§ Given request 1: In the panel description on African migration during the Cold War, why does studying Cold War entanglements let African history be placed in a global perspective? Answer in one to three sentences.
§ Given request 2: According to the panel description on African migration, during what period did a unique historical constellation let Africans go abroad to gain knowledge and qualifications?
§ Given request 3: Go on with the panel description on African migration and the Cold War, picking up after its final sentence.

§ Source excerpt:
* * * * * * * * *
Mobility, Decolonization, and the Cold War: ‘Un-national’ Histories of African Migration
From the late 1940s to 1990 a unique historical constellation enabled Africans to venture abroad in order to gain knowledge and qualifications. This global constellation saw the Cold War, struggles for decolonization, and development intersecting to open up migration routes previously closed to the vast majority of Africans. Destinations now included countries of the socialist ‘East’ and the global ‘South’ like Egypt, China, or India.
Newly independent African states sent their citizens around the world to get vocational and academic training to support development. Liberation movements trained their freedom fighters in camps abroad. The list of Africans who temporarily became internationally mobile includes university students, school children, vocational trainees, trade unionists, party cadres, contract workers, soldiers, and freedom fighters. These groups were united by an understanding that their individual journeys were part of a wider struggle for ‘progress’, ‘decolonization’, and ‘development.’ This panel explores the diverse experiences of these groups, focusing on how African female and male migrants interpreted the world around them, seized opportunities, and pursued their interests.
Studying these Cold War entanglements enables us to place African history into a global perspective, as African actors travelled and left their footprints in the world. We come to understand what Luise White and Miles Larmer call ‘un-national histories’ of liberation, and how ‘un-national histories’ of decolonization and development were experienced from below. Finally, our focus on the African actors allows us to incorporate micro history into a macro story of regional and global economic and political processes that shaped the post-colonial African nation.
* * * * * * * * *
§ Rows:
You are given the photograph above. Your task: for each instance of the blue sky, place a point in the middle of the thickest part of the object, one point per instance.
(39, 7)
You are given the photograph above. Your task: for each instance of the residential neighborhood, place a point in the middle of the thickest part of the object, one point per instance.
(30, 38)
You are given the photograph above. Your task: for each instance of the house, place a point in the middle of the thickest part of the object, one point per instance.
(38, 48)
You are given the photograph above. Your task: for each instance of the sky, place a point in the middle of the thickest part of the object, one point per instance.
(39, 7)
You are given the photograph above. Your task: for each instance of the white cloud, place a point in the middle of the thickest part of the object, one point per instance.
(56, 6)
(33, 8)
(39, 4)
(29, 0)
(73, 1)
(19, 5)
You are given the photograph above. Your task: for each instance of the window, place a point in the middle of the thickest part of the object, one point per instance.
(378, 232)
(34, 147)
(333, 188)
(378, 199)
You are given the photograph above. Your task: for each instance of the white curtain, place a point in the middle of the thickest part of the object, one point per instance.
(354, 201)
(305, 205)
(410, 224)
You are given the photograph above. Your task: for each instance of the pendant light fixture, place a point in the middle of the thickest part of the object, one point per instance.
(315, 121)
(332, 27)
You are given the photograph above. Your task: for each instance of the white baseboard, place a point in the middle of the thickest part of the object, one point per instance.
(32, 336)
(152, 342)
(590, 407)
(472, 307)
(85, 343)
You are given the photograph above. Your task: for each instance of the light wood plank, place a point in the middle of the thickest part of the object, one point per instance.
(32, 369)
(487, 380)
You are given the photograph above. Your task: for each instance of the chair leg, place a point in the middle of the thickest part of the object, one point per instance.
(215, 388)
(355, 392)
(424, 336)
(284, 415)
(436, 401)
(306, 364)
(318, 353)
* * * * * * * * *
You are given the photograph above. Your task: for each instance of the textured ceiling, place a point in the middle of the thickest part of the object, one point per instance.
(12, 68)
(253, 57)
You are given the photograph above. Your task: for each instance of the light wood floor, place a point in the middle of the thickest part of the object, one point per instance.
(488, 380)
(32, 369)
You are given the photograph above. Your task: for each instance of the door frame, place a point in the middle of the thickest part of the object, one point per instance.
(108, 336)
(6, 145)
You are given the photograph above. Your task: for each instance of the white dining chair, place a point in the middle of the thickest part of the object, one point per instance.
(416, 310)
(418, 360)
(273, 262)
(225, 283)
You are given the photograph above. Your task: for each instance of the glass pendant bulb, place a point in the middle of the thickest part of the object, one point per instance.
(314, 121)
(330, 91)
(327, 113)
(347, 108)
* * * * * * * * *
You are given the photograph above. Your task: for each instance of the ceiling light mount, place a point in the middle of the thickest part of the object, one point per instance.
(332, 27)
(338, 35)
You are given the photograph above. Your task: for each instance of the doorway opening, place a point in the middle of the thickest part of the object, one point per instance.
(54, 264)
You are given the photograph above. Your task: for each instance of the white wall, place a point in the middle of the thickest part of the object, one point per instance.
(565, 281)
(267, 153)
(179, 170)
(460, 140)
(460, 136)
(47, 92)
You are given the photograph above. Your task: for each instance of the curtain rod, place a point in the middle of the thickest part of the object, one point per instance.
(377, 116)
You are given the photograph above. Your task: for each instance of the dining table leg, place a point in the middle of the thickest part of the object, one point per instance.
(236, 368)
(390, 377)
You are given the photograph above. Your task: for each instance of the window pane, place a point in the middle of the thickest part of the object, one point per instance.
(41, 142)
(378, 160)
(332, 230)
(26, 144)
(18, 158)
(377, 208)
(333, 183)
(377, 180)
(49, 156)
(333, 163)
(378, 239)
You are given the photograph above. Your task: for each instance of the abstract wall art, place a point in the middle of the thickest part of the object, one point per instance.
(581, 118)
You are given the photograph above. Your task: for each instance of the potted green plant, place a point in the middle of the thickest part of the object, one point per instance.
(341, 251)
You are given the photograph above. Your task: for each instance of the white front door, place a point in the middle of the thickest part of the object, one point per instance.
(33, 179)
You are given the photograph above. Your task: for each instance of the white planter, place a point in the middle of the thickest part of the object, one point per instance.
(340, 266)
* * * * * * * * *
§ Task result 1: Studying these entanglements places African history in a global perspective because African actors travelled and left their footprints in the world.

§ Task result 2: From the late 1940s to 1990.

§ Task result 3:
Time: Saturday, 30/06/2018, 8.30 - 10.30 am, 11 am - 1 pm
Venue: Hörsaalgebäude, HS 6
Eric Burton (University of Exeter, UK)
Marcia C. Schenck (Princeton University, USA)
Eric Burton (University of Exeter, UK)
Constantin Katsakioris (University of Bayreuth)
Ismay Milford (European University Institute, Fiesole, Italy)
Hanna Hacker (University of Vienna, Austria)
Yuzhou Sun (University of Oxford, UK)
Holly Y. McGee (University of Cincinnati, USA)
Marcia C. Schenck (Humboldt University of Berlin)
Bars, Curtains & Pipelines: Decolonization, the Cold War, and Africans’ Clandestine Routes to Overseas Education, 1957-1965
As the process of African decolonization gained momentum in the late 1950s, education was the most promising avenue for upward social mobility – but in many territories, higher education and overseas scholarships were limited. In order to gain access to higher education, Africans forged new connections and capitalized on opportunities that opened up through the independence of neighbouring countries, networks of anti-imperialist activism, and global Cold War politics.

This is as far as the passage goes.